───── TEXT SHOWN

How to Optimize Integration Performance
Question
How can I optimize the performance of my Fivetran integration?
Environment
Fivetran
Answer
Most of our users consolidate data from multiple sources into one destination. Most integrations target an analytical rather than a transaction-processing destination.
You should optimize the performance of your integration for the following reasons:
- Replication must keep up with volumes coming from all sources. Some users have very high data volumes coming from multiple sources.
- Faster integration performance allows for earlier data availability in the target. Some use cases require data in near real-time.
- Destination costs on some platforms results in higher cost for lower latency.
How integration works
Fivetran stages the data in the destination before applying the changes to the destination tables. Unless the source data is insert-only, the destination is always updated, regardless of the synchronization mode, or deleted (in some cases). If supported by the destination, we use merge to apply the changes from the source in a single pass to the destination table.
NOTE: Fivetran's approach to integration is more efficient per row as the volume of data in a single run increases. As a result, this method generally keeps up with the change volume, based on the sync frequency or the resulting latency.

──────────
───── RECORD EXTRACTS

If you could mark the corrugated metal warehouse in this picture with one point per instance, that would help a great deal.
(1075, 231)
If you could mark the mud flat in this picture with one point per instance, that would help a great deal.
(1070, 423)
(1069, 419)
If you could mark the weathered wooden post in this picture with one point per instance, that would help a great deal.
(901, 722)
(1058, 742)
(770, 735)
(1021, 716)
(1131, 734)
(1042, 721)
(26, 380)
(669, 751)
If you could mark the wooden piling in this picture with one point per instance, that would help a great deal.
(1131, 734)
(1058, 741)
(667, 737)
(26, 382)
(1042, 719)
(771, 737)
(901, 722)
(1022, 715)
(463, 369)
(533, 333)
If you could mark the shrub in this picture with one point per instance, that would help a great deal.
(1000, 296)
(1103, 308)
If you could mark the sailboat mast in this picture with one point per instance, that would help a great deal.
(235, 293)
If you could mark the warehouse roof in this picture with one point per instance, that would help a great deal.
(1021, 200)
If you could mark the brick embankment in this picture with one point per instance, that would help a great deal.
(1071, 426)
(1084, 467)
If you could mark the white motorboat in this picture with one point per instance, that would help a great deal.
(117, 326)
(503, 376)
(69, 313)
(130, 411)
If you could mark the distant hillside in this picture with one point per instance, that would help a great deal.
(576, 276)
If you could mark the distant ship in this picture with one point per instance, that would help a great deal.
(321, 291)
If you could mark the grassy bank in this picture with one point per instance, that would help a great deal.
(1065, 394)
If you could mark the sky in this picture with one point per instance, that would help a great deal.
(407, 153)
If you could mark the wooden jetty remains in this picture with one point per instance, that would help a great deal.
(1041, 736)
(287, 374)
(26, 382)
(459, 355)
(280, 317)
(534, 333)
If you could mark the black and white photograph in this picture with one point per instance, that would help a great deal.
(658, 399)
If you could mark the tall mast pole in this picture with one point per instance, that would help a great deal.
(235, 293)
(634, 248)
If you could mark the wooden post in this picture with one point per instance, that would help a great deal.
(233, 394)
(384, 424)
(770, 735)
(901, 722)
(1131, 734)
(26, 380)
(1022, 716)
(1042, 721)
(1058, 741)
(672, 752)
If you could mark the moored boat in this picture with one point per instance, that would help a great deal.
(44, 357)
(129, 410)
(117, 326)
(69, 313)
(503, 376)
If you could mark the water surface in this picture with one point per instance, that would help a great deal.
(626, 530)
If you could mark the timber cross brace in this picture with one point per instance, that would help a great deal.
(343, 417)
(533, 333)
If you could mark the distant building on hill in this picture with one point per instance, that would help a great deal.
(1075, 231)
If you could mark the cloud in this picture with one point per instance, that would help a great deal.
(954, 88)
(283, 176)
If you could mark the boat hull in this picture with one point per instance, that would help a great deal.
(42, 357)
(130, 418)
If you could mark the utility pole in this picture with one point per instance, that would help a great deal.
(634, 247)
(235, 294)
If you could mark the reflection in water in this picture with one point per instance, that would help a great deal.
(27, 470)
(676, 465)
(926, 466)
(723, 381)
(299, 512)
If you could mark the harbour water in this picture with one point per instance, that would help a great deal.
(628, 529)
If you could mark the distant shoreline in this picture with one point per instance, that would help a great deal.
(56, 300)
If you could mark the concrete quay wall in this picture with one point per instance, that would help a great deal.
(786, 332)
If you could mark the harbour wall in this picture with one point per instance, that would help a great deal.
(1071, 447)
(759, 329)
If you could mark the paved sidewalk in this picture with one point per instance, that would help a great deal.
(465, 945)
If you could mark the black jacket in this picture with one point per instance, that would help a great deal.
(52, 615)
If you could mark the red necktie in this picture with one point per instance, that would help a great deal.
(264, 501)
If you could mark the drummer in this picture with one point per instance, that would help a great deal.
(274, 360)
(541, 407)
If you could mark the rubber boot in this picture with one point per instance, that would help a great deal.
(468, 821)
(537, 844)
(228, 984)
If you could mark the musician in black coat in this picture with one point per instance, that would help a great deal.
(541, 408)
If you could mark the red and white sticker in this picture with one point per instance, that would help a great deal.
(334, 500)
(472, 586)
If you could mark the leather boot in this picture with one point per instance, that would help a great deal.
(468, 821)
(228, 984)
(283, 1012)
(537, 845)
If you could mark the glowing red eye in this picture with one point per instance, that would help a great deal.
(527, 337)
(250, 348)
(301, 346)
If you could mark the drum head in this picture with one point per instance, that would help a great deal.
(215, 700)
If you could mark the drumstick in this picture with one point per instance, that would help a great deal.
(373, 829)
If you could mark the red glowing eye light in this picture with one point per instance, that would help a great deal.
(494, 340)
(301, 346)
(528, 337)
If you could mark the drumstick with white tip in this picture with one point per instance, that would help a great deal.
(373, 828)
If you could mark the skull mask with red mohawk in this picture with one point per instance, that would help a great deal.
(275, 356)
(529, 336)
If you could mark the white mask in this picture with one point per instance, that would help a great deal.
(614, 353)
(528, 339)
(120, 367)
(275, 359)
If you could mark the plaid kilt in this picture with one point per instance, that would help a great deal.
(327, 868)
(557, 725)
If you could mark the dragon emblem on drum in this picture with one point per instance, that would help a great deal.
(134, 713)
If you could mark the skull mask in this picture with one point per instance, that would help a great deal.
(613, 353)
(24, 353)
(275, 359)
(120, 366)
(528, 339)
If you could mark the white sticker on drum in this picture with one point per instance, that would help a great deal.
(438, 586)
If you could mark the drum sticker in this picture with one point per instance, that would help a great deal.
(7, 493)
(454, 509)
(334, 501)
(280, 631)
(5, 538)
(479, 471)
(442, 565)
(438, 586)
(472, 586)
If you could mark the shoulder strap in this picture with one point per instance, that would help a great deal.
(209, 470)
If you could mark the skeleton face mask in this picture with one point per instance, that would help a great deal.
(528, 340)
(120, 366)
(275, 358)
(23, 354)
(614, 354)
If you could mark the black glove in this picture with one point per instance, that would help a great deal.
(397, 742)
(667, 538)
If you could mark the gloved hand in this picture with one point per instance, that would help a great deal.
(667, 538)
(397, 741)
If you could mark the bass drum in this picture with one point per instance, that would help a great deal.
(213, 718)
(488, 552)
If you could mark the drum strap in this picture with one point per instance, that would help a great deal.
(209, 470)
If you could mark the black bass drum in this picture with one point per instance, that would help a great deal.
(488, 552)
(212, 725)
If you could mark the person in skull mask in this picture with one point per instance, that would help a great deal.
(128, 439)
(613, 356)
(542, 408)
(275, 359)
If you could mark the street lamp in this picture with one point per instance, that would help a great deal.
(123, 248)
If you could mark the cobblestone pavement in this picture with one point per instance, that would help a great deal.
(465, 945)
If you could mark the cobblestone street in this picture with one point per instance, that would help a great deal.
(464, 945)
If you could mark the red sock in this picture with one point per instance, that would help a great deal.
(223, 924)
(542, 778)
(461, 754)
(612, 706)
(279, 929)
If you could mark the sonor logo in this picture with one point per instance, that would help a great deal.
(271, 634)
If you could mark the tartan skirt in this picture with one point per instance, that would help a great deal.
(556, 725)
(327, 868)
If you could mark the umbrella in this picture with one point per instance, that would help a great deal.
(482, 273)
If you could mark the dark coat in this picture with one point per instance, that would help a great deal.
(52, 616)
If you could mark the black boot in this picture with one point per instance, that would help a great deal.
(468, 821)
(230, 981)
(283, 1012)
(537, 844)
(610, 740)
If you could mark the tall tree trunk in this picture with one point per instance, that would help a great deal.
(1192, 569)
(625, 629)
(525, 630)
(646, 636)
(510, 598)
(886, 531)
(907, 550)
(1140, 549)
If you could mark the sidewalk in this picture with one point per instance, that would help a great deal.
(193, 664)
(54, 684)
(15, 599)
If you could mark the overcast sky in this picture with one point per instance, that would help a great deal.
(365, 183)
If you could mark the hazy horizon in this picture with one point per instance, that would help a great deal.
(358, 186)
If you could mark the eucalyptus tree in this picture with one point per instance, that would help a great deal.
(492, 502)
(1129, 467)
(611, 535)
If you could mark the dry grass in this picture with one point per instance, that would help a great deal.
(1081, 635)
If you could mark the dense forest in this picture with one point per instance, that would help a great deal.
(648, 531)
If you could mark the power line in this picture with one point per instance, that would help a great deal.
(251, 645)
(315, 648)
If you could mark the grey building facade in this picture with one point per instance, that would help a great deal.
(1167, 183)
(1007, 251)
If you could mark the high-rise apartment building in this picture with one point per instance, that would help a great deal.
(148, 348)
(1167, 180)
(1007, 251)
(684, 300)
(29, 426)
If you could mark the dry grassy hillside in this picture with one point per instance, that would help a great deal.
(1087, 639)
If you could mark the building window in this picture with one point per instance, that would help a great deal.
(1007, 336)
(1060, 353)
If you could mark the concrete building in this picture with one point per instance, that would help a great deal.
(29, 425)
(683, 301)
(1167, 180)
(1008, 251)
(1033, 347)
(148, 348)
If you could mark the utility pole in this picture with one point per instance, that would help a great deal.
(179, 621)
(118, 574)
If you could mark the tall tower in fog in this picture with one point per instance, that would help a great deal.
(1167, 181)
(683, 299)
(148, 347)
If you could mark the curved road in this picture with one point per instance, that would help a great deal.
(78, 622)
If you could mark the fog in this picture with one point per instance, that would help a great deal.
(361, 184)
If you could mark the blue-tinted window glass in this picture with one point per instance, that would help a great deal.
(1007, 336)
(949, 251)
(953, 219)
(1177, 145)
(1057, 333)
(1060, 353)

──────────

WHAT IS NEEDED: Continue the Fivetran integration performance article from its last sentence.

RESPONSE AREA:
Performance bottlenecks
Fivetran proactively looks for bottlenecks for you as part of our managed service.
Target system diagnostics and execution plans
Consider using target system diagnostics. Fivetran submits statements on the target to be executed by the destination. Generally, these statements are straightforward for a database optimizer. However, if you look at the individual steps, you may find that merge statements can perform full table scans.
Depending on the data volumes and the frequency of changes, the full table scans may take a relatively long time. Your target's query execution plan visualizes this process (for example, Snowflake's Query Profile). Based on the technology you use, you may be able to optimize data delivery using strategies such as clustering or partitioning. If you access the replicated data directly, then you must weigh the data access patterns with an optimal load strategy.